***** Texto de origem
Histórias do Alvito
CAUSO CINQUENTÃO
Passei minha infância toda morando em apartamento, aquilo que o pessoal chama de soltar pipa no ventilador e jogar bola de gude no tapete. O único espaço que tínhamos era uma garagem sobre pilotis, com aquele chão de cimento lixa que adorava decorar nossos joelhos com cicatrizes. Mesmo sem espaço, tínhamos o principal brinquedo para qualquer criança: outras crianças para brincar com ela.
Éramos uma turminha de pouco mais de uma dúzia e, por volta do início da década de 70, a divisão por gênero era rígida, embora nós nem soubéssemos que ela existia, de tão natural que nos parecia. Havia uma menina que jogava futebol com os meninos, mas era a mais velha da turma toda, acho que era uma espécie de privilégio. Não era mal vista por isso nem tampouco tratada de forma diferente na pelada. Aquilo era encarado como uma espécie de excentricidade ou de exceção que confirmava a regra.
Duas atividades, se não me engano, eram exclusivamente masculinas, sem que houvesse qualquer proibição. A primeira era o futebol de botão, sobre o qual já escrevi uma ou duas histórias. E a outra eram determinados jogos de tabuleiro. Os dois preferidos por nós eram o famoso War e outro, que caiu no esquecimento, chamado Diplomacia.
**********
***** Material apresentado
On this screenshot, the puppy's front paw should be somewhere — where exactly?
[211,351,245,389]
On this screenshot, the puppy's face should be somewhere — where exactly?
**********
• Tarefa do exercício 1:
Devolva, do relato sobre a infância em apartamento, o trecho que vai de "Duas atividades, se" até "esquecimento, chamado Diplomacia.", inclusive.
• Tarefa do exercício 2:
Diga se cada afirmação abaixo está de acordo com o relato sobre a infância em apartamento, respondendo sim ou não e citando as palavras do relato que decidem a questão.
(a) A menina que jogava futebol com os meninos era a mais velha da turma.
(b) Havia uma proibição que impedia as meninas de participar do futebol de botão.
(c) O único espaço para brincar era um quintal com grama.
• Tarefa do exercício 3:
Prolongue o relato sobre a infância em apartamento a partir do ponto em que ele termina.
O material não é necessário para nenhuma das tarefas.

• Resposta 1:
Duas atividades, se não me engano, eram exclusivamente masculinas, sem que houvesse qualquer proibição. A primeira era o futebol de botão, sobre o qual já escrevi uma ou duas histórias. E a outra eram determinados jogos de tabuleiro. Os dois preferidos por nós eram o famoso War e outro, que caiu no esquecimento, chamado Diplomacia.

• Resposta 2:
(a) Sim: "era a mais velha da turma toda".
(b) Não: "eram exclusivamente masculinas, sem que houvesse qualquer proibição".
(c) Não: "O único espaço que tínhamos era uma garagem sobre pilotis, com aquele chão de cimento lixa".

• Resposta 3:
No War, todo mundo sabe, você tira uma carta de objetivos que te obriga a atacar e a conquistar territórios, enquanto se defende de todos os outros participantes que estão fazendo o mesmo, apenas com objetivos diferentes. Você depende de uma boa estratégia e de sorte nos dados, somente isso.
Já o Diplomacia era muito mais complicado, envolvia planejamento, objetivos, acordos diplomáticos, eventualmente blefe, sem dúvida. Claro que tudo poderia desembocar em conflito, em guerra. Mas, não era aquela carnificina ininterrupta do War, em que todo o tempo você estava falando: lugar X contra lugar Y e lá vai bomba …
Só eu e dois amigos gostávamos de jogar Diplomacia,, o resto da turma só queria saber de War. Diplomacia ainda existe, é claro, mas a maioria das pessoas nunca ouviu falar.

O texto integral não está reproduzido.